● **Your objective**:
Every entry must come back exactly as it was given.

● **Data for analysis**:
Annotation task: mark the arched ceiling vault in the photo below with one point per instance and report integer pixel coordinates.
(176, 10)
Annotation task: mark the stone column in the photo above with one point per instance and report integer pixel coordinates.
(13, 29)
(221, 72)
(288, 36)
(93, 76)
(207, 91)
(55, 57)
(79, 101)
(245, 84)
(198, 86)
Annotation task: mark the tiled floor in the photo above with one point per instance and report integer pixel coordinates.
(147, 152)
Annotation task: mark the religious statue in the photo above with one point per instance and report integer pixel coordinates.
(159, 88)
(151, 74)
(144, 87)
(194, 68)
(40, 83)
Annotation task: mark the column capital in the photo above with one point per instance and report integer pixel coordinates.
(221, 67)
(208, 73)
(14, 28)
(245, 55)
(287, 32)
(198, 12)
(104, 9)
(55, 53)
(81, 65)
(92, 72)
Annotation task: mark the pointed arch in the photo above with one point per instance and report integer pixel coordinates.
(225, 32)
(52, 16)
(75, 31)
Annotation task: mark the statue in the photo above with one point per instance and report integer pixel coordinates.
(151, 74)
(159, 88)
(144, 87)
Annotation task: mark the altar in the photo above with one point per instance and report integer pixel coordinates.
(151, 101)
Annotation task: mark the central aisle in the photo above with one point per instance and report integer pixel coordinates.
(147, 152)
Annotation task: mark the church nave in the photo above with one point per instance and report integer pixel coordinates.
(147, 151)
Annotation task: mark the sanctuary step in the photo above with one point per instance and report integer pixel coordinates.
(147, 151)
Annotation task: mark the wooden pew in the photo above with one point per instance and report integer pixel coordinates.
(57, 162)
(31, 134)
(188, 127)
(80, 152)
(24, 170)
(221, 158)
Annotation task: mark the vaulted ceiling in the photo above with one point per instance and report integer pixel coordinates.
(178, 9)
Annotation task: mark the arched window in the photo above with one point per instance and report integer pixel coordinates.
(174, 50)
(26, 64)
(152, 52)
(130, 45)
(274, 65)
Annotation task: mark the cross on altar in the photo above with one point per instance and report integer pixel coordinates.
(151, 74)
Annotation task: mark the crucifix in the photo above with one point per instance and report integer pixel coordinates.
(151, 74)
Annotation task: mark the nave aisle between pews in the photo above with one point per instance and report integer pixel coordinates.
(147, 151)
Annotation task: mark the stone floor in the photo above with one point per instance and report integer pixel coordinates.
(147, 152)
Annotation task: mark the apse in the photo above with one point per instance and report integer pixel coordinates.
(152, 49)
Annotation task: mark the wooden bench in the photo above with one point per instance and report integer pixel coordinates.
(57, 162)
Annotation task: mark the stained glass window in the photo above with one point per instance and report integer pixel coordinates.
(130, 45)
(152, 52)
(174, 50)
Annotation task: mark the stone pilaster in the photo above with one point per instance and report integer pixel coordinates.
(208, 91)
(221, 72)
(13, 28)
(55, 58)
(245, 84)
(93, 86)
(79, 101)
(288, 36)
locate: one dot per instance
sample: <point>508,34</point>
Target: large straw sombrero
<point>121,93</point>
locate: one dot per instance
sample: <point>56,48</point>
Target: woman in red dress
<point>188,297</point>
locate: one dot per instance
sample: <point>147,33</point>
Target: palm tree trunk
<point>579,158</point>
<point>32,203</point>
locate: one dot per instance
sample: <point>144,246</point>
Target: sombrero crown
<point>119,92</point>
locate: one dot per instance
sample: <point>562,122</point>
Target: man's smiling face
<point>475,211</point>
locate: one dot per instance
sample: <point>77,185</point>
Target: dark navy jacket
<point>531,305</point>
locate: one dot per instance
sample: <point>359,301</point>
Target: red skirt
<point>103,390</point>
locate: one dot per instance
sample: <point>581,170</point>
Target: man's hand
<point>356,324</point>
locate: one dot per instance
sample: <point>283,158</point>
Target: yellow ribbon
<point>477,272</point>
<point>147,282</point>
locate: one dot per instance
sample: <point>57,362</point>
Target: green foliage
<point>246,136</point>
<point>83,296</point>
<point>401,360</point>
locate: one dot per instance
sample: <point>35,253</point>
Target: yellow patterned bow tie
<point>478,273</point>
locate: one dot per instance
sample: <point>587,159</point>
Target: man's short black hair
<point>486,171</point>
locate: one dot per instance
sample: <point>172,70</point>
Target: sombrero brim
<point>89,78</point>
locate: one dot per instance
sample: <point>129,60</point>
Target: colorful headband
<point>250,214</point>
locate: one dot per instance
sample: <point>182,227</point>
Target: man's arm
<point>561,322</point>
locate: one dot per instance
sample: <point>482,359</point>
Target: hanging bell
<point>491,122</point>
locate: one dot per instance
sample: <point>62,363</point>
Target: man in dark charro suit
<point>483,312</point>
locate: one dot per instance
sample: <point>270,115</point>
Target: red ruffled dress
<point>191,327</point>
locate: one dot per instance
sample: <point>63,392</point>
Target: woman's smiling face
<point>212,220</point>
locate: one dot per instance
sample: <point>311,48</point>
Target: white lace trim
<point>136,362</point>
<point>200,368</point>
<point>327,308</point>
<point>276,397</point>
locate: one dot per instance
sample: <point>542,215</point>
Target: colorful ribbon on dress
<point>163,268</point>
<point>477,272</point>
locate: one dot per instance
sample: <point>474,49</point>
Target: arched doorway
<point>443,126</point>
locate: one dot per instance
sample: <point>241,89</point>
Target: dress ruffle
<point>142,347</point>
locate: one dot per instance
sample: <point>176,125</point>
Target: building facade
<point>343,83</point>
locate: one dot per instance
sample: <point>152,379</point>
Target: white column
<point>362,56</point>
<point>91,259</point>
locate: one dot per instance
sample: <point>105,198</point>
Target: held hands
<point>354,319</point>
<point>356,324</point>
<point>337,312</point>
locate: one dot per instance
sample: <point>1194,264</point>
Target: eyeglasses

● **Completed task**:
Annotation task: mark the arched ceiling vault in the photo below with one point per instance and report integer pixel coordinates.
(176, 10)
Annotation task: mark the stone column in the photo above with one point per instance and report integer pixel coordinates.
(13, 29)
(221, 72)
(288, 36)
(93, 76)
(207, 91)
(55, 57)
(79, 101)
(245, 84)
(198, 86)
Annotation task: mark the tiled floor in the photo above with one point per instance and report integer pixel coordinates.
(147, 152)
Annotation task: mark the religious statue in the photo above with one point per instance and report integer pixel coordinates.
(159, 88)
(151, 74)
(144, 87)
(194, 68)
(40, 83)
Annotation task: mark the column capital in the photo above with one point per instance and report integer pixel coordinates.
(221, 67)
(208, 73)
(14, 28)
(245, 55)
(287, 32)
(198, 12)
(104, 9)
(55, 53)
(81, 65)
(92, 72)
Annotation task: mark the pointed arch in the photo above with one point per instance and report integer pixel coordinates.
(225, 32)
(52, 16)
(75, 31)
Annotation task: mark the statue in the photo above with one point per instance and report integer pixel coordinates.
(151, 74)
(159, 88)
(144, 87)
Annotation task: mark the altar in the photo above with one point per instance and report integer pixel coordinates.
(151, 101)
Annotation task: mark the central aisle in the photo above with one point per instance and report integer pixel coordinates.
(147, 152)
Annotation task: mark the church nave in the photo above with one point per instance and report integer pixel coordinates.
(147, 151)
Annotation task: mark the sanctuary step in the photo above with one point per instance and report integer pixel coordinates.
(147, 151)
Annotation task: mark the wooden pew in the photo above with one point per instance and report integer pixel coordinates.
(57, 162)
(31, 134)
(188, 127)
(80, 152)
(24, 170)
(221, 158)
Annotation task: mark the vaulted ceiling in the photo above with one point per instance and report integer pixel coordinates.
(178, 9)
Annotation task: mark the arched window in the photo above with one point per instance and report integer pixel coordinates.
(174, 50)
(26, 64)
(152, 52)
(130, 45)
(274, 65)
Annotation task: mark the cross on altar in the photo above with one point per instance and report integer pixel coordinates.
(151, 74)
Annotation task: mark the crucifix in the photo above with one point per instance and report integer pixel coordinates.
(151, 74)
Annotation task: mark the nave aisle between pews in the photo above with one point per instance and report integer pixel coordinates.
(147, 151)
Annotation task: mark the stone floor in the photo above with one point per instance and report integer pixel coordinates.
(147, 152)
Annotation task: mark the apse in the photo above with one point per instance and report integer pixel coordinates.
(152, 49)
Annotation task: mark the wooden bench in the photo above with one point per instance and report integer pixel coordinates.
(57, 162)
Annotation task: mark the stained glass window in the photo above with one point per instance and report integer pixel coordinates.
(130, 45)
(152, 52)
(174, 50)
Annotation task: mark the stone pilaster in the photo above with one point per instance and report integer pixel coordinates.
(208, 91)
(221, 72)
(13, 28)
(55, 58)
(245, 84)
(93, 86)
(79, 101)
(288, 36)
locate: one dot per instance
sample: <point>508,34</point>
Target: large straw sombrero
<point>121,93</point>
locate: one dot per instance
sample: <point>56,48</point>
Target: woman in red dress
<point>188,297</point>
locate: one dot per instance
sample: <point>147,33</point>
Target: palm tree trunk
<point>579,158</point>
<point>32,203</point>
locate: one dot per instance
sample: <point>144,246</point>
Target: sombrero crown
<point>119,92</point>
locate: one dot per instance
sample: <point>562,122</point>
Target: man's smiling face
<point>475,211</point>
locate: one dot per instance
sample: <point>77,185</point>
Target: dark navy jacket
<point>531,305</point>
locate: one dot per instance
sample: <point>359,301</point>
Target: red skirt
<point>103,390</point>
locate: one dot per instance
sample: <point>581,170</point>
Target: man's hand
<point>356,324</point>
locate: one dot per instance
sample: <point>283,158</point>
Target: yellow ribbon
<point>477,272</point>
<point>147,282</point>
locate: one dot per instance
sample: <point>57,362</point>
Target: green foliage
<point>246,136</point>
<point>83,296</point>
<point>401,360</point>
locate: one dot per instance
sample: <point>35,253</point>
Target: yellow patterned bow tie
<point>478,273</point>
locate: one dot per instance
sample: <point>587,159</point>
Target: man's short black hair
<point>486,171</point>
locate: one dot per instance
sample: <point>172,70</point>
Target: sombrero brim
<point>89,78</point>
locate: one dot per instance
sample: <point>129,60</point>
Target: colorful headband
<point>250,214</point>
locate: one dot per instance
sample: <point>182,227</point>
Target: man's arm
<point>561,322</point>
locate: one dot per instance
sample: <point>482,359</point>
Target: hanging bell
<point>491,122</point>
locate: one dot per instance
sample: <point>62,363</point>
Target: man in dark charro suit
<point>483,312</point>
locate: one dot per instance
sample: <point>270,115</point>
Target: red ruffled dress
<point>191,327</point>
locate: one dot per instance
sample: <point>63,392</point>
Target: woman's smiling face
<point>212,220</point>
locate: one dot per instance
sample: <point>311,48</point>
Target: white lace trim
<point>136,362</point>
<point>200,368</point>
<point>327,308</point>
<point>276,397</point>
locate: one dot per instance
sample: <point>542,215</point>
Target: colorful ribbon on dress
<point>163,268</point>
<point>477,272</point>
locate: one dot per instance
sample: <point>474,49</point>
Target: arched doorway
<point>443,126</point>
locate: one dot per instance
sample: <point>241,89</point>
Target: dress ruffle
<point>142,347</point>
locate: one dot per instance
sample: <point>176,125</point>
Target: building facade
<point>343,83</point>
locate: one dot per instance
sample: <point>152,379</point>
Target: white column
<point>362,56</point>
<point>91,259</point>
locate: one dot per instance
sample: <point>105,198</point>
Target: held hands
<point>354,319</point>
<point>356,324</point>
<point>337,312</point>
locate: one dot per instance
sample: <point>1194,264</point>
Target: eyeglasses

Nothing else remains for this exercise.